Hemen belirtilmelidir ki, dava konusu taşınmazda taraflar paydaştırlar. Paylı mülkiyette taşınmazdan yararlanamayan paydaş, engel olan öteki paydaş veya paydaşlardan her zaman payına vaki elatmanın önlenilmesini ve/veya ecrimisil istiyebilir. Elbirliği mülkiyetinde de paydaşlardan biri öteki paydaşların olurlarını almadan veya miras şirketine temsilci atanmadan tek başına ortak taşınmazdan yararlanmasına engel olan ortaklar aleyhine ecrimisil davası açabilir.

Ancak, o paydaşın, payına karşılık çekişmesiz olarak kullandığı bir kısım yer varsa açacağı ecrimisil davasının dinlenme olanağı yoktur. Yerleşmiş Yargıtay İçtihatlarına ve aynı doğrultudaki bilimsel görüşlere göre payından az yer kullandığını ileri süren paydaşın sorununu, kesin sonuç getiren taksim veya ortaklığın satış yoluyla giderilmesi davası açmak suretiyle çözümlemesi gerekmektedir.

Kural olarak, men edilmedikçe paydaşlar birbirlerinden ecrimisil isteyemezler. İntifadan men koşulunun gerçekleşmesi de, ecrimisil istenen süreden önce davacı paydaşın davaya konu taşınmazdan ya da gelirinden yararlanmak isteğinin davalı paydaşa bildirilmiş olmasına bağlıdır. Ancak, bu kuralın yerleşik yargısal uygulamalarla ortaya çıkmış bir takım istisnaları vardır. Bunlar; davaya konu taşınmazın kamu malı olması, ecrimisil istenen taşınmazın (bağ, bahçe gibi) doğal ürün veren yada (işyeri, konut gibi) kiraya verilerek hukuksal semere elde edilen yerlerden olması, paylı taşınmazı işgal eden paydaşın bu yerin tamamında hak iddiası ve diğerlerinin paydaşlığını inkar etmesi, paydaşlar arasında yapılan kullanım anlaşması sonucu her paydaşın yararlanacağı ortak taşınmaz veya bölümlerinin belirli bulunması, davacı tarafından diğer paydaşlar aleyhine daha önce bu taşınmaza ilişkin, elatmanın önlenmesi, ortaklığın giderilmesi, ecrimisil ve benzeri davalar açılması veya icra takibi yapılmış olması halleridir. Bundan ayrı, taşınmazın getirdiği ürün itibariyle de, kendiliğinden oluşan ürünler; biçilen ot, toplanan fındık, çay yahut muris tarafından kurulan işletmenin yahut, başlı başına gelir getiren işletmelerin işgali halinde intifadan men koşulunun oluşmasına gerek bulunmamaktadır.

☆ ☆ ☆

*Kısa görev 1*: Ecrimisil konusundaki metne göre, payından az yer kullandığını ileri süren paydaş sorununu hangi dava yoluyla çözmelidir?

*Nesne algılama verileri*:
☆ ☆ ☆

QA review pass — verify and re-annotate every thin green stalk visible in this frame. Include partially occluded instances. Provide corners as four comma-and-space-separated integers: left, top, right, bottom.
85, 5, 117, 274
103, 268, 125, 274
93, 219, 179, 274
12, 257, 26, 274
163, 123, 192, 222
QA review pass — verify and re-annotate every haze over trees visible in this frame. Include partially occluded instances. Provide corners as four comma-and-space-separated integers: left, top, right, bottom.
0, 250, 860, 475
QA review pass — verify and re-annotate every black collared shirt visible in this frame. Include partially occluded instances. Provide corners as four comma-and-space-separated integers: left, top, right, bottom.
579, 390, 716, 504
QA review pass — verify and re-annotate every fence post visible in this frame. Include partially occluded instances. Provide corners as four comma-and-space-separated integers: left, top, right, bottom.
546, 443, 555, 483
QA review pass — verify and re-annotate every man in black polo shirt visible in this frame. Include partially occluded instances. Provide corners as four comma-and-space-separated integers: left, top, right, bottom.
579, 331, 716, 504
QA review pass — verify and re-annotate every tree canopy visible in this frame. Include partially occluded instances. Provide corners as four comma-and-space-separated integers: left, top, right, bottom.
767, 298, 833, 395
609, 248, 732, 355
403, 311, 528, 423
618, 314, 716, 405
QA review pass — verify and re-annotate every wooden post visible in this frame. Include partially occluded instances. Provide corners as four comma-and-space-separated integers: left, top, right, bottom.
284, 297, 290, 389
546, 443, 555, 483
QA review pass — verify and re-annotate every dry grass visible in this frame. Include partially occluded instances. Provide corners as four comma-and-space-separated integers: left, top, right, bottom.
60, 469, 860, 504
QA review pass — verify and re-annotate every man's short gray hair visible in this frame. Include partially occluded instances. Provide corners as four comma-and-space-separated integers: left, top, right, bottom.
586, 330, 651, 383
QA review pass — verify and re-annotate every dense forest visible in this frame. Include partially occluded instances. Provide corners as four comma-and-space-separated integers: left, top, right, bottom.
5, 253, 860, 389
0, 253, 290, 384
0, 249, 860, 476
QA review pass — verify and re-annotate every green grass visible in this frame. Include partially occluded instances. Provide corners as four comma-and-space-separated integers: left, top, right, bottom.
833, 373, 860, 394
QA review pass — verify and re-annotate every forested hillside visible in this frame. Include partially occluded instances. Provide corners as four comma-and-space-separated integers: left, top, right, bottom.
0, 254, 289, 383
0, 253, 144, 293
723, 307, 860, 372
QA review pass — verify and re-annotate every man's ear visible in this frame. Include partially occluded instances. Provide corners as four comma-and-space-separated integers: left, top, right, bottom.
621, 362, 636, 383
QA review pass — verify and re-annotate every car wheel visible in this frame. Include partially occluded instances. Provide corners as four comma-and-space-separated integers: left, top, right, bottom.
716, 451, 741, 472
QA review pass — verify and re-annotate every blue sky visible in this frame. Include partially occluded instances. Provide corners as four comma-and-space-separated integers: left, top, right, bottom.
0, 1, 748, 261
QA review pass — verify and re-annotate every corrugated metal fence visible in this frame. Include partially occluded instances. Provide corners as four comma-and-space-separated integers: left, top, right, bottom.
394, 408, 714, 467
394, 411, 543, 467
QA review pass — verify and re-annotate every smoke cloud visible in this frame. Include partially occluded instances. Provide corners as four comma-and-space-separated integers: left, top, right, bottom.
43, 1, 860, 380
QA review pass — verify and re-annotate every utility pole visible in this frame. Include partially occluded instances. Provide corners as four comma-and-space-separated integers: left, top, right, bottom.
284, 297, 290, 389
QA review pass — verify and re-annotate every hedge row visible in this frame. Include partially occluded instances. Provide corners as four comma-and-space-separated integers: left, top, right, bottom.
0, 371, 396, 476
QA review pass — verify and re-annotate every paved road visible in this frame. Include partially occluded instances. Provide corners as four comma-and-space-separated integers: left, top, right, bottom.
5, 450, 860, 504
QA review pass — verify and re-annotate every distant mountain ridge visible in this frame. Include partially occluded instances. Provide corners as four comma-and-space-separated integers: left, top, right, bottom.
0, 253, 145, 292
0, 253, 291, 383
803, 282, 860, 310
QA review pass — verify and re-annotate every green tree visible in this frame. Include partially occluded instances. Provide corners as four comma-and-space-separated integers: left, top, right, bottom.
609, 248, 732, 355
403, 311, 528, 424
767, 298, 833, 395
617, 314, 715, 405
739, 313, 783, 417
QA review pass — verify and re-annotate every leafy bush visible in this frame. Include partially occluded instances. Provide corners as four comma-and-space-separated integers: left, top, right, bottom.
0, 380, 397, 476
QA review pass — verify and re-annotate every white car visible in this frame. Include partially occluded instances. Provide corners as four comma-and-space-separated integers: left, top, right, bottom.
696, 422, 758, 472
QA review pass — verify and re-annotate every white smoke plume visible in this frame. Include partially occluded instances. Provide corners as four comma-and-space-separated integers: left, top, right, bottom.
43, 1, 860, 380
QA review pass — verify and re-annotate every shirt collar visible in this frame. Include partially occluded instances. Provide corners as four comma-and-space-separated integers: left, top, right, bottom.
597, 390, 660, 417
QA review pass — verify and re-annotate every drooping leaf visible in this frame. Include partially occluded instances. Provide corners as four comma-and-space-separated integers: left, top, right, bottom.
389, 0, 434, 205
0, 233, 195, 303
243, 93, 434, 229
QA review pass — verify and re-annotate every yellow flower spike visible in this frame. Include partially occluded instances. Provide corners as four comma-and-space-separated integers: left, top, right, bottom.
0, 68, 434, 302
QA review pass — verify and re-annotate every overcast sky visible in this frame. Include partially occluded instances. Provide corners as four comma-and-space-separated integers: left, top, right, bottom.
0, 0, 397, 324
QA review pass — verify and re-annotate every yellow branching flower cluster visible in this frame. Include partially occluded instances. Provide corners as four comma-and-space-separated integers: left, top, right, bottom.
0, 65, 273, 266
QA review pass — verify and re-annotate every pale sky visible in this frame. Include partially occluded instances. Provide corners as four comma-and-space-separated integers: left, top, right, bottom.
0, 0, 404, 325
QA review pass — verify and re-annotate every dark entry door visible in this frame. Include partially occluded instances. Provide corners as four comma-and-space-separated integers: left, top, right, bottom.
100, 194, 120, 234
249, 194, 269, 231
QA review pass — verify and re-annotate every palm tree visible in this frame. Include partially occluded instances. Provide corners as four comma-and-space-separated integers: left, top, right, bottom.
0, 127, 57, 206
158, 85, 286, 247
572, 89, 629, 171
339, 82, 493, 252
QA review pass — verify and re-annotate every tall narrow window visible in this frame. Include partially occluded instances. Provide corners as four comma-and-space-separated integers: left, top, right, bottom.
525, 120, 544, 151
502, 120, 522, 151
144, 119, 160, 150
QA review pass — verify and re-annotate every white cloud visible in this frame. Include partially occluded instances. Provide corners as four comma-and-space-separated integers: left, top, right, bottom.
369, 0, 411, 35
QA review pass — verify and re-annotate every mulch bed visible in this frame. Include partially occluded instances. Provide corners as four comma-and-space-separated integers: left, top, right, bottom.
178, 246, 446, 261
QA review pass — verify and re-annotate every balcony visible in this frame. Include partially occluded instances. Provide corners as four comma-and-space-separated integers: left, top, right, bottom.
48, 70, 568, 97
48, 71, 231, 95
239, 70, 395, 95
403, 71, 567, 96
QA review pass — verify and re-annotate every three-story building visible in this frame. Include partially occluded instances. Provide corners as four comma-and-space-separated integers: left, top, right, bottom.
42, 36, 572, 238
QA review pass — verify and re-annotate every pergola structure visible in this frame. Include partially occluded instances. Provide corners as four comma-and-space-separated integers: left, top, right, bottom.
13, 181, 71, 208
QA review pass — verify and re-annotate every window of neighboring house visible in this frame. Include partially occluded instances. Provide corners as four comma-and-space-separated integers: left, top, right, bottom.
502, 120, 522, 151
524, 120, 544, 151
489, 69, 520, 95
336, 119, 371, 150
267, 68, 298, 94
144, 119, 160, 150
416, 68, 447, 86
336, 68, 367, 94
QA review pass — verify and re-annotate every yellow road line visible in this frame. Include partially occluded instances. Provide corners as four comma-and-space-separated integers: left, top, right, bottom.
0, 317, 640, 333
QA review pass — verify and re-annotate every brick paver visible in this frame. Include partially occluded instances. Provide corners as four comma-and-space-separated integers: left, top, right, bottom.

☆ ☆ ☆

*Kısa görev 2*: Kayıtlarda "QA review pass — verify and re-annotate every distant" ifadesinin geçtiği satırdan başlayıp "803, 282, 860, 310" ifadesinin geçtiği satırda bitecek şekilde satırları aynen tekrar yaz.

*Tam cevap 1*: Taksim ya da ortaklığın satış yoluyla giderilmesi davası açarak çözmelidir.

*Tam cevap 2*:
QA review pass — verify and re-annotate every distant mountain ridge visible in this frame. Include partially occluded instances. Provide corners as four comma-and-space-separated integers: left, top, right, bottom.
0, 253, 145, 292
0, 253, 291, 383
803, 282, 860, 310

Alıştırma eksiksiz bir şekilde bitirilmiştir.